* [Passage]:
++++++

Let’s talk about snacks, baby

I love snacks. Snacks make life better. They constitute about 50% of the reasons I ride. They’re fun, delicious, and the best part is, they’re totally necessary during a long or strenuous ride. Snacks are one of the greatest perks of being a cyclist.
How much or how often to snack on your bike depends on your body, your level of fitness, and the degree of difficulty of your ride.  You will need to experiment to find the right formula for YOU, however, here is a basic rundown of what your body needs to keep your muscles properly fueled from start to finish, and beyond.

These should be your focus. Why? Because they are easy for your body to break down into glucose, which it burns as fuel during exercise.
Glucose is also stored in the muscles as glycogen. Your muscles have enough glycogen to supply fuel to your body for about 90 minutes of exercise. This means if you’re riding for 90 minutes or longer, you’ll need to take in carbohydrates along the way.

++++++

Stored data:
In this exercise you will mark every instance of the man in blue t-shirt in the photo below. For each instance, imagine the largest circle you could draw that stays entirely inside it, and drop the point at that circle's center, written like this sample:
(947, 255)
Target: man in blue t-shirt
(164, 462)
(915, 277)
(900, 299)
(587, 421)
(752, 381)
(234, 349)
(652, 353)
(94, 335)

++++++

Shorten the paragraph in the snacks text above that begins "How much or how often to snack on your bike," keeping its main facts.

How much and how often you snack on a ride depends on your body, your fitness, and how hard the ride is, so you'll need to experiment to find what works for you. Here is a basic rundown of what your body needs to keep your muscles fueled from start to finish and beyond.